* **What to do**: Set down each of the records below word for word, every line included, but leave the pictures out of your copy.

* **Extracted entries**:
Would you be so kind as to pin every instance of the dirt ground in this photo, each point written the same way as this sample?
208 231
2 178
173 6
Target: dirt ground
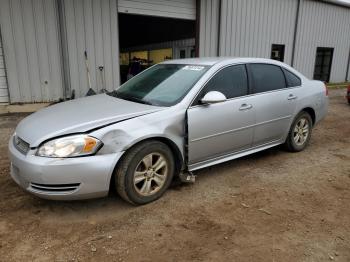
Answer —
270 206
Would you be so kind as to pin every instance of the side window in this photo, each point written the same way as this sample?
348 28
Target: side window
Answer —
267 77
232 81
292 80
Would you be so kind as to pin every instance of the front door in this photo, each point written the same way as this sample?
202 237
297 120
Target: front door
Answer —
219 129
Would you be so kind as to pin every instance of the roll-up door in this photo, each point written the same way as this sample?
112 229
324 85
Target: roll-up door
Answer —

* **Result**:
Would you be so kind as to pin every instance of the dirt ground in this photo, each point written the same way as this sample?
208 231
2 178
173 6
Target: dirt ground
Answer —
270 206
Would you be so kind as to pin every instance of the side window in this photo, each point written the same way as this sample?
348 28
Target: side window
Answer —
267 77
232 81
292 80
Would you be so kind as to pin every instance of the front door in this photo, each point written the same way as this sample?
202 237
297 120
Target: front door
Answer —
219 129
Would you be so kind as to pin every instance of the roll-up door in this photo, each point written the same way as this sample?
112 229
324 85
Target: roll-up door
Answer —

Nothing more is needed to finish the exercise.